REQUIREMENTS | Gather every line of the records below that contains the word "water" and copy each one out.

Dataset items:
begin

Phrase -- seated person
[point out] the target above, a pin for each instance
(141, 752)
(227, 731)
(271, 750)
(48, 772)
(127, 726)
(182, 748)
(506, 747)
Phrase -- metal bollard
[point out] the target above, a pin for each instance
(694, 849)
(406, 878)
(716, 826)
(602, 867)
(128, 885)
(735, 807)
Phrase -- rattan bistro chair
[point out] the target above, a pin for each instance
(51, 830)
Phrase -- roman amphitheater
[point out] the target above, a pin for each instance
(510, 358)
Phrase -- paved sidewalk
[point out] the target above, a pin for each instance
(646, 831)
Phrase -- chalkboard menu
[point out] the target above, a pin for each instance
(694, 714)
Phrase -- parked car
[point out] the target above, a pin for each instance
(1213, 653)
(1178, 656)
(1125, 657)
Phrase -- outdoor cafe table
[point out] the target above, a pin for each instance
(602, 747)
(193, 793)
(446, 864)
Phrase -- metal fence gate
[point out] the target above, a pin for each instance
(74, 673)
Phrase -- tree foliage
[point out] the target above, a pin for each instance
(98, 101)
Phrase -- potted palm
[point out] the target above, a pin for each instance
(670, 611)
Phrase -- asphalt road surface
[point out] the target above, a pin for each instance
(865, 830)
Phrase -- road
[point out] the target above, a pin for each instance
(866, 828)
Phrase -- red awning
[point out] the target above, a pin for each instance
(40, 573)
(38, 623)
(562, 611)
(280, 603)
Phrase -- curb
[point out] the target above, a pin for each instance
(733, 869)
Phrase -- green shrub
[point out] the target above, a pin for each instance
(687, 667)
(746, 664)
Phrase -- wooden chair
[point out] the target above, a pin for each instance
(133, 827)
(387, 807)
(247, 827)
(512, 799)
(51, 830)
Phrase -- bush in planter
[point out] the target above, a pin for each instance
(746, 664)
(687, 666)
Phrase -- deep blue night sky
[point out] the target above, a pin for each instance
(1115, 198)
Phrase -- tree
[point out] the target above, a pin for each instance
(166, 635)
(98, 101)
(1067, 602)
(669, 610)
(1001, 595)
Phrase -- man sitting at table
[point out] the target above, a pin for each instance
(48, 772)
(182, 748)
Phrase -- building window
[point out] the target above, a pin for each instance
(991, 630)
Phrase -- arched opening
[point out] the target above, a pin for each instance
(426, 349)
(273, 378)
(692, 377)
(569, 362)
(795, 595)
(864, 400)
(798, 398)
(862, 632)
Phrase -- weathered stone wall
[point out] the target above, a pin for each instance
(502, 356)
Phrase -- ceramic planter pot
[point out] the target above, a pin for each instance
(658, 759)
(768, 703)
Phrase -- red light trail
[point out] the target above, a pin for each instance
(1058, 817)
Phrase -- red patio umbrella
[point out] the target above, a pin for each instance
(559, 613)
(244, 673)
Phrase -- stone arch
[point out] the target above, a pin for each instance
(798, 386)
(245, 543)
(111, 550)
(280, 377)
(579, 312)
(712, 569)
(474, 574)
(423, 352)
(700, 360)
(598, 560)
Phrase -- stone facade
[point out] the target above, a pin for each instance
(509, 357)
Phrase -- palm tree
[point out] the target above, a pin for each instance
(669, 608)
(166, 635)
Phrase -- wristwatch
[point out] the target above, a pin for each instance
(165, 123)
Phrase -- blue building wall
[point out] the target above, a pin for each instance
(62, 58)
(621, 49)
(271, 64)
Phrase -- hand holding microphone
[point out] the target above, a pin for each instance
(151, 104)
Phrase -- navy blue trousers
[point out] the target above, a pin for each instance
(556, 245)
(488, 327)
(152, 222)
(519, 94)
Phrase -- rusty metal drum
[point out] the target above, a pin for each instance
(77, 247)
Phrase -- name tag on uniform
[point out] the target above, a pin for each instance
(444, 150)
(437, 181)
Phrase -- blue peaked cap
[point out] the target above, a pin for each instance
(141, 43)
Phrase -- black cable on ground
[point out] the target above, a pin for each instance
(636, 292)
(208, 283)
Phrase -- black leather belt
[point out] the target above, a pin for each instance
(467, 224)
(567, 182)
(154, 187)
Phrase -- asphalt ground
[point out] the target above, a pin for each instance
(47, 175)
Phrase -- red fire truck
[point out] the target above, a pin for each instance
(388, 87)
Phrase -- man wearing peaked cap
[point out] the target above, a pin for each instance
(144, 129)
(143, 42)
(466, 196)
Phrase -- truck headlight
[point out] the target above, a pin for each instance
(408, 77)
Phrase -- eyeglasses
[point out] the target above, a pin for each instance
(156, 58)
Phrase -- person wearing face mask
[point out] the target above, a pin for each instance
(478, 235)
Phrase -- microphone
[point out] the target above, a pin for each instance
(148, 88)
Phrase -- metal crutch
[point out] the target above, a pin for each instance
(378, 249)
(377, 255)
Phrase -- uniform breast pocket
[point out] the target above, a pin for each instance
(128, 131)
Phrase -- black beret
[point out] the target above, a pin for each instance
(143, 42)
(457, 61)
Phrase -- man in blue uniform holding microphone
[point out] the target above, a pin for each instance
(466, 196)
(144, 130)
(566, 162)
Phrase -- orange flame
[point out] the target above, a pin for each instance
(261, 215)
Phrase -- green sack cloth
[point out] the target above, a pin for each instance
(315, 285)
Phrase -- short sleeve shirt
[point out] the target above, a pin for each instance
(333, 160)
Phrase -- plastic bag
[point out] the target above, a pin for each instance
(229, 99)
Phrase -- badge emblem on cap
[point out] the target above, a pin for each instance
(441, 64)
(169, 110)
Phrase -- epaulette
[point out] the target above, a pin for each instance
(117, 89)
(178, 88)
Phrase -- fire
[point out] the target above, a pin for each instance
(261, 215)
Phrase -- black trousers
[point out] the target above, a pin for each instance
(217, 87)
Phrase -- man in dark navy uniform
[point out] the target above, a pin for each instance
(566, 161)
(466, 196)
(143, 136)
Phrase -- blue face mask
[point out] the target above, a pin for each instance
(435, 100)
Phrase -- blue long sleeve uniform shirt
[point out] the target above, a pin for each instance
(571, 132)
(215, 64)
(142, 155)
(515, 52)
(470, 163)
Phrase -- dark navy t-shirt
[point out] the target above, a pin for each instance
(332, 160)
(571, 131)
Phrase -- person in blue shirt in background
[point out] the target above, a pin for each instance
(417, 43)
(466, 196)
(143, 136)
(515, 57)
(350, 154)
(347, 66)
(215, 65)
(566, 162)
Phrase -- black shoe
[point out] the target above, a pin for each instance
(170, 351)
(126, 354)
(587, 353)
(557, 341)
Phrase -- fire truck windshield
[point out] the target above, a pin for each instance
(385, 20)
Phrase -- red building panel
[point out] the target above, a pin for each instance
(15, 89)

end
begin

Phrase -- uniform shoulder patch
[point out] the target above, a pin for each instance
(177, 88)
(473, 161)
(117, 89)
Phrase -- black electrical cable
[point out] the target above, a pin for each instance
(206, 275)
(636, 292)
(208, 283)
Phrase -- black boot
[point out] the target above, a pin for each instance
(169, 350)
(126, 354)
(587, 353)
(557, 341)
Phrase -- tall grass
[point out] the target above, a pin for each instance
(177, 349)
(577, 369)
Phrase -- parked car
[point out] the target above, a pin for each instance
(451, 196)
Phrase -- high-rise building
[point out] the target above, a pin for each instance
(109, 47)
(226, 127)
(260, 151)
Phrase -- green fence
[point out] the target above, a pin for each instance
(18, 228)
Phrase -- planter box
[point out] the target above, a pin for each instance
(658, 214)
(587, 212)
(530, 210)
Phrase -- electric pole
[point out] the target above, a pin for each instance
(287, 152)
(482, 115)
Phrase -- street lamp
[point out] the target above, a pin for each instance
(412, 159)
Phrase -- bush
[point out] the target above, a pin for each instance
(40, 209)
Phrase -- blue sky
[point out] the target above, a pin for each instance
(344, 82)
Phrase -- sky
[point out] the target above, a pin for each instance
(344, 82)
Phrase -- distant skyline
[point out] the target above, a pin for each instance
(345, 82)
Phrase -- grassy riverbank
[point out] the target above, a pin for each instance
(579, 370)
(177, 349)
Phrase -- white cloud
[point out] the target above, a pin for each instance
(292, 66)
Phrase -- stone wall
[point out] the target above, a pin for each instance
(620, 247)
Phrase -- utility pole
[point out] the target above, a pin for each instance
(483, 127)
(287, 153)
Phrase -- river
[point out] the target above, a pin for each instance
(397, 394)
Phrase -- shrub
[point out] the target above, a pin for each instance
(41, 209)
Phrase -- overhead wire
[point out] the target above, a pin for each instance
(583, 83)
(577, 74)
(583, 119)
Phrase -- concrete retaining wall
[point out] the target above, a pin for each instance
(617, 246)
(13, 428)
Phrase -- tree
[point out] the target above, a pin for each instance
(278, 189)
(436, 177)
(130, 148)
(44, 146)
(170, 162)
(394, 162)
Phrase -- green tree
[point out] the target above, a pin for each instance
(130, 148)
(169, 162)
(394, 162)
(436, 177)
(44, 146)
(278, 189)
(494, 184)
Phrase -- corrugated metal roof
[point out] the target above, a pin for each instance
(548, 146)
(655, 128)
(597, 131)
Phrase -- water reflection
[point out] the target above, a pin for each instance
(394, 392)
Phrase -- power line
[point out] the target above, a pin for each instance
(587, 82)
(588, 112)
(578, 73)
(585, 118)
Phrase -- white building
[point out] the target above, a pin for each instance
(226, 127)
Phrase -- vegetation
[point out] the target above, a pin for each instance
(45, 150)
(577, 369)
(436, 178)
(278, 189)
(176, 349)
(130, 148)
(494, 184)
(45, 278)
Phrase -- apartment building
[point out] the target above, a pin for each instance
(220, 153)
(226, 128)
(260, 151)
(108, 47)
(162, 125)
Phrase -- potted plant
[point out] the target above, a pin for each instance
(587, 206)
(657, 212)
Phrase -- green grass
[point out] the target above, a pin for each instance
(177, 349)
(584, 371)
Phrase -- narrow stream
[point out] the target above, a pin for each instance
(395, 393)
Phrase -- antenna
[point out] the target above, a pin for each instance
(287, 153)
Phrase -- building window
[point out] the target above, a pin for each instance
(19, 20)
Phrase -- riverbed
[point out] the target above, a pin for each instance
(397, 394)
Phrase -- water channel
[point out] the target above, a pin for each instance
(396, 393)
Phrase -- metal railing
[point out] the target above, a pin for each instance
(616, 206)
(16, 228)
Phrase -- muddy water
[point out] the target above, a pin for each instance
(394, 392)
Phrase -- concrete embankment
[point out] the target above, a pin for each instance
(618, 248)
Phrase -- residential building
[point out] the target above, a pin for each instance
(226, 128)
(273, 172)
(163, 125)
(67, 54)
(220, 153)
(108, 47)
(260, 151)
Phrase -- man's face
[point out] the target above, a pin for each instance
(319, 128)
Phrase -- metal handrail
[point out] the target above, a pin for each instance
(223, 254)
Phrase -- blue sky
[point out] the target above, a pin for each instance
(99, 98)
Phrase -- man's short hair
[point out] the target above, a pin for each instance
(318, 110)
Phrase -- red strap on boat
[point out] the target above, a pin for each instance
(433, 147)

end

TASK OUTPUT |
Phrase -- water reflection
Phrase -- water channel
Phrase -- muddy water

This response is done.